++++ PROVIDED DATA

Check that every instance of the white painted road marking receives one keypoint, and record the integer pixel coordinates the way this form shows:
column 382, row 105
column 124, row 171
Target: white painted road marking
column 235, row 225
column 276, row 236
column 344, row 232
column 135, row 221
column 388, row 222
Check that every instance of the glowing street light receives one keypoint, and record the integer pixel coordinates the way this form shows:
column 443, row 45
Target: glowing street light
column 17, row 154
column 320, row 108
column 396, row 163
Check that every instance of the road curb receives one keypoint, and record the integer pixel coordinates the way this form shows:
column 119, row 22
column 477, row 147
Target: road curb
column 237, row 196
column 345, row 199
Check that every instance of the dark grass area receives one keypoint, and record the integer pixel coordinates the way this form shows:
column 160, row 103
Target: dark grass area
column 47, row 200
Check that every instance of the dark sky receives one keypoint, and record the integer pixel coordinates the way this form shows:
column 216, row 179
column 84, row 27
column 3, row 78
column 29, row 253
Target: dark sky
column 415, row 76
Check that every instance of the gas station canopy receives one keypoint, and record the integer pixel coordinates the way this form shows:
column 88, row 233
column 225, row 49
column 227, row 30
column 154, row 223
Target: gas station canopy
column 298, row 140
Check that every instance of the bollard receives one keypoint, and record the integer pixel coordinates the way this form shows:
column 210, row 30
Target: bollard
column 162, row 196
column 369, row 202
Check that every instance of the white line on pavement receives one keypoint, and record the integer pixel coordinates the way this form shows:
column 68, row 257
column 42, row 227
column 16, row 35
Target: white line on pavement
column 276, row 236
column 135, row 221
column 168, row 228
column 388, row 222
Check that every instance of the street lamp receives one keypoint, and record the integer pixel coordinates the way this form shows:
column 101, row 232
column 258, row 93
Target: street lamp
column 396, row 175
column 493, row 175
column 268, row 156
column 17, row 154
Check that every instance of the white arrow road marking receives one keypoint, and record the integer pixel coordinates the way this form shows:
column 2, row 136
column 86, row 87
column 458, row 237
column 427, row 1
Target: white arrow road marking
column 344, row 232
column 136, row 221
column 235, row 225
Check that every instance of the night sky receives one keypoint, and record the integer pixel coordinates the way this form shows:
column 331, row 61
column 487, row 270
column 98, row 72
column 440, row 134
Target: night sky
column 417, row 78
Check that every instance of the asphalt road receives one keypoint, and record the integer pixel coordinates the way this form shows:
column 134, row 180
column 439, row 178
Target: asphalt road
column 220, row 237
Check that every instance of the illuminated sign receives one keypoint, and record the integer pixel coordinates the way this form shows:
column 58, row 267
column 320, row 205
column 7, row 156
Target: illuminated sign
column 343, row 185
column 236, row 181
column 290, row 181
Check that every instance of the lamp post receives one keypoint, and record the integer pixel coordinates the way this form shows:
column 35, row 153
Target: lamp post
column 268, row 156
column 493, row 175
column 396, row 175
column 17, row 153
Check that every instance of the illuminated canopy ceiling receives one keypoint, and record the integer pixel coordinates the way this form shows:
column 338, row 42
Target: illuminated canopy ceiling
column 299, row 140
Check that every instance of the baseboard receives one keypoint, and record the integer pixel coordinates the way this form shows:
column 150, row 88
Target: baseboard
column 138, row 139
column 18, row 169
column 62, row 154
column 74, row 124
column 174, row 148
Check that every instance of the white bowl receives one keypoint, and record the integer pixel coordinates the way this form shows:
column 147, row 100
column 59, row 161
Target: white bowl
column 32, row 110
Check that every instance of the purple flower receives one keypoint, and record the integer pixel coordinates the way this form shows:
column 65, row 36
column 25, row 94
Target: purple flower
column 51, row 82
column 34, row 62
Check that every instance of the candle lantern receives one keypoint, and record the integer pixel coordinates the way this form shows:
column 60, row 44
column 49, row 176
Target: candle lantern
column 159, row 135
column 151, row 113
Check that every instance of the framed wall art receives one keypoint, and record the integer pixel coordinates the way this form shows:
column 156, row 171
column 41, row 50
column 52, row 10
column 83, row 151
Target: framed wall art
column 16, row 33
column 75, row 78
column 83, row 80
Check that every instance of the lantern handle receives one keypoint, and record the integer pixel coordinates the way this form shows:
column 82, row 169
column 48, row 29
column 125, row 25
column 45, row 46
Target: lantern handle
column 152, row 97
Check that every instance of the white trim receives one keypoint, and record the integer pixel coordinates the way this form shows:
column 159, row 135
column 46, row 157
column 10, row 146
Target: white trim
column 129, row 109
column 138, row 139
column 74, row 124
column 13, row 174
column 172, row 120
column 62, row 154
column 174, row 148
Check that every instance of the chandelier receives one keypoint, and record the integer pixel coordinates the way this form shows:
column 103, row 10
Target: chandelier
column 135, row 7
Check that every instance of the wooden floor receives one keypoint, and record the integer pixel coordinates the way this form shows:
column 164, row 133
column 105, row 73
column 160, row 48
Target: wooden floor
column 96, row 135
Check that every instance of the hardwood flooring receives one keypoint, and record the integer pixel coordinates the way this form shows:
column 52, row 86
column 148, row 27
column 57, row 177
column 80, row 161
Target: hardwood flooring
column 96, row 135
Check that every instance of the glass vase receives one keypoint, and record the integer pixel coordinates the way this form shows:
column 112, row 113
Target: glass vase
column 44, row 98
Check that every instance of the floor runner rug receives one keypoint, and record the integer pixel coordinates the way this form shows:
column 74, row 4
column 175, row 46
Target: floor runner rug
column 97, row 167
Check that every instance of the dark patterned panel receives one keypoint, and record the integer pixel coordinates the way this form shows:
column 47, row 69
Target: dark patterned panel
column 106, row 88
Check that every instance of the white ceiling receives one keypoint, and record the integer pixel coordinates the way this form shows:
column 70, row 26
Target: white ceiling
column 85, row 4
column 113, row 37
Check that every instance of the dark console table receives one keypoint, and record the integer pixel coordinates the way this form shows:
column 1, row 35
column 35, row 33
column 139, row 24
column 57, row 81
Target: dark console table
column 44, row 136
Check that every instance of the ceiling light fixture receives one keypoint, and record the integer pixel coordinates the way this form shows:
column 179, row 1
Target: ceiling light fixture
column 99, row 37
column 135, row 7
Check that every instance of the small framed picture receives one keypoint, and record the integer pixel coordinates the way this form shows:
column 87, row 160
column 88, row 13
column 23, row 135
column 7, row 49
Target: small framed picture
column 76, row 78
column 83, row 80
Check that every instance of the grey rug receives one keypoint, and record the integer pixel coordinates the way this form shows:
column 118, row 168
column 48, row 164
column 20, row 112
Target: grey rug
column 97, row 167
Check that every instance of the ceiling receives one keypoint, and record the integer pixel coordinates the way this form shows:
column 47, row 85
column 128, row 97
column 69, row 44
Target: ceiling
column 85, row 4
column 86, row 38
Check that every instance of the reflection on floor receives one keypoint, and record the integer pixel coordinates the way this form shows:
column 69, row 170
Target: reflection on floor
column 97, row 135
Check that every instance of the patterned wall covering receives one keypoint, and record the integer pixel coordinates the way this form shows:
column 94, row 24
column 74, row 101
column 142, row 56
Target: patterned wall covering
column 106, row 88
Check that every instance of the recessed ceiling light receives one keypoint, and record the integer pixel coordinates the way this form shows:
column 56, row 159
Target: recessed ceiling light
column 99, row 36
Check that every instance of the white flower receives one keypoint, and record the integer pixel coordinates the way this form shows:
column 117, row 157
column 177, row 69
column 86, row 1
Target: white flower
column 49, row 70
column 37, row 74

++++++++

EXERCISE INSTRUCTIONS: Extract every line of the material above and reproduce each one verbatim, in its original order, without altering any wording, number, or punctuation.

RIGHT ANSWER:
Check that every instance of the white painted road marking receives one keypoint, and record the integer pixel coordinates the way this form shows:
column 382, row 105
column 124, row 171
Target: white painted road marking
column 235, row 225
column 276, row 236
column 344, row 232
column 135, row 221
column 388, row 222
Check that every instance of the glowing street light receives one keypoint, and record the integer pixel coordinates the way this form shows:
column 443, row 45
Target: glowing street light
column 17, row 154
column 320, row 108
column 396, row 163
Check that every instance of the road curb receives one keypoint, and record the integer pixel coordinates the way this form shows:
column 119, row 22
column 477, row 147
Target: road curb
column 237, row 196
column 345, row 199
Check that every instance of the dark grass area receives one keypoint, and record the integer pixel coordinates the way this form shows:
column 160, row 103
Target: dark grass area
column 47, row 200
Check that every instance of the dark sky receives one keypoint, and record the integer pixel coordinates the way this form shows:
column 216, row 179
column 84, row 27
column 3, row 78
column 29, row 253
Target: dark sky
column 415, row 76
Check that every instance of the gas station canopy receives one keypoint, and record the integer pixel coordinates the way this form shows:
column 88, row 233
column 225, row 49
column 227, row 30
column 154, row 223
Target: gas station canopy
column 298, row 140
Check that every instance of the bollard receives one keypoint, and record the integer pixel coordinates the way this form shows:
column 210, row 30
Target: bollard
column 162, row 196
column 369, row 202
Check that every instance of the white line on pavement receives one keypoint, and record the integer pixel coordinates the way this form shows:
column 68, row 257
column 42, row 227
column 16, row 35
Target: white line on pavement
column 276, row 236
column 135, row 221
column 168, row 228
column 388, row 222
Check that every instance of the street lamp receives one keypoint, and record the integer pixel coordinates the way this form shows:
column 101, row 232
column 258, row 93
Target: street lamp
column 396, row 175
column 493, row 175
column 268, row 156
column 17, row 154
Check that every instance of the white arrow road marking receives one keypoint, and record the integer pixel coordinates the way this form shows:
column 2, row 136
column 86, row 87
column 458, row 237
column 427, row 1
Target: white arrow road marking
column 344, row 232
column 136, row 221
column 235, row 225
Check that every instance of the night sky receives one keypoint, and record the integer pixel coordinates the way this form shows:
column 331, row 61
column 487, row 270
column 98, row 72
column 440, row 134
Target: night sky
column 417, row 78
Check that every instance of the asphalt road receives one keypoint, and record the integer pixel coordinates the way this form shows:
column 134, row 180
column 439, row 178
Target: asphalt road
column 220, row 237
Check that every instance of the illuminated sign receives one keypoint, and record the integer pixel coordinates the way this form shows:
column 58, row 267
column 320, row 205
column 7, row 156
Target: illuminated sign
column 343, row 185
column 236, row 181
column 290, row 181
Check that every instance of the lamp post receives one keypoint, and record the integer pixel coordinates the way this form shows:
column 35, row 153
Target: lamp post
column 268, row 156
column 493, row 175
column 396, row 175
column 17, row 153
Check that every instance of the illuminated canopy ceiling receives one keypoint, and record the integer pixel coordinates the way this form shows:
column 338, row 42
Target: illuminated canopy ceiling
column 299, row 140
Check that every instance of the baseboard receives one keypoint, and record the integer pixel coordinates the way this form shows:
column 150, row 88
Target: baseboard
column 138, row 139
column 18, row 169
column 62, row 154
column 74, row 124
column 174, row 148
Check that every instance of the white bowl receives one keypoint, and record the integer pixel coordinates the way this form shows:
column 147, row 100
column 59, row 161
Target: white bowl
column 32, row 110
Check that every instance of the purple flower receives one keypoint, and record the integer pixel coordinates the way this form shows:
column 65, row 36
column 25, row 94
Target: purple flower
column 51, row 82
column 34, row 62
Check that every instance of the candle lantern receives one keypoint, and record the integer pixel coordinates the way this form shows:
column 60, row 44
column 49, row 176
Target: candle lantern
column 159, row 135
column 151, row 113
Check that every instance of the framed wall art receives one keypoint, and record the integer pixel coordinates the way this form shows:
column 156, row 171
column 41, row 50
column 52, row 10
column 83, row 151
Target: framed wall art
column 16, row 33
column 75, row 78
column 83, row 80
Check that every instance of the lantern handle receives one keypoint, and record the integer pixel coordinates the way this form shows:
column 82, row 169
column 48, row 29
column 125, row 25
column 45, row 46
Target: lantern handle
column 152, row 97
Check that every instance of the white trim receives one keypoint, and record the integer pixel coordinates the way this form shows:
column 159, row 135
column 46, row 157
column 10, row 146
Target: white trim
column 129, row 109
column 138, row 139
column 74, row 124
column 13, row 174
column 172, row 120
column 62, row 154
column 174, row 148
Check that every instance of the chandelier receives one keypoint, and record the integer pixel coordinates the way this form shows:
column 103, row 10
Target: chandelier
column 135, row 7
Check that every instance of the wooden floor receives one keypoint, and record the integer pixel coordinates the way this form shows:
column 164, row 133
column 105, row 73
column 160, row 48
Target: wooden floor
column 96, row 135
Check that every instance of the hardwood flooring receives one keypoint, and record the integer pixel coordinates the way this form shows:
column 52, row 86
column 148, row 27
column 57, row 177
column 80, row 161
Target: hardwood flooring
column 96, row 135
Check that every instance of the glass vase receives one keypoint, and record the integer pixel coordinates the way this form shows:
column 112, row 113
Target: glass vase
column 44, row 98
Check that every instance of the floor runner rug receives one keypoint, and record the integer pixel coordinates the way this form shows:
column 74, row 4
column 175, row 46
Target: floor runner rug
column 97, row 167
Check that every instance of the dark patterned panel receives one keypoint, and record the integer pixel coordinates the way this form shows:
column 47, row 69
Target: dark patterned panel
column 106, row 88
Check that every instance of the white ceiling receives one keypoint, and record the integer pixel coordinates the way this form shows:
column 70, row 26
Target: white ceiling
column 85, row 4
column 113, row 37
Check that every instance of the dark console table receives one keypoint, and record the integer pixel coordinates the way this form shows:
column 1, row 35
column 35, row 33
column 139, row 24
column 57, row 81
Target: dark console table
column 44, row 136
Check that every instance of the ceiling light fixture receives one keypoint, and record the integer pixel coordinates the way this form shows:
column 179, row 1
Target: ceiling light fixture
column 99, row 37
column 135, row 7
Check that every instance of the small framed picture receives one keypoint, and record the integer pixel coordinates the way this form shows:
column 87, row 160
column 88, row 13
column 23, row 135
column 7, row 49
Target: small framed picture
column 76, row 78
column 83, row 80
Check that every instance of the grey rug receives one keypoint, and record the integer pixel coordinates the way this form shows:
column 118, row 168
column 48, row 164
column 20, row 112
Target: grey rug
column 97, row 167
Check that every instance of the ceiling receives one keypoint, and record the integer pixel coordinates the way this form shows:
column 47, row 85
column 128, row 97
column 69, row 44
Target: ceiling
column 85, row 4
column 86, row 38
Check that every instance of the reflection on floor receives one keypoint, and record the integer pixel coordinates the way this form shows:
column 69, row 170
Target: reflection on floor
column 97, row 135
Check that every instance of the patterned wall covering receives one keypoint, and record the integer pixel coordinates the way this form shows:
column 94, row 24
column 74, row 101
column 142, row 56
Target: patterned wall covering
column 106, row 88
Check that every instance of the recessed ceiling light receives one keypoint, and record the integer pixel coordinates the way this form shows:
column 56, row 159
Target: recessed ceiling light
column 99, row 36
Check that every instance of the white flower receives one keypoint, and record the integer pixel coordinates the way this form shows:
column 117, row 157
column 177, row 69
column 86, row 1
Target: white flower
column 49, row 70
column 37, row 74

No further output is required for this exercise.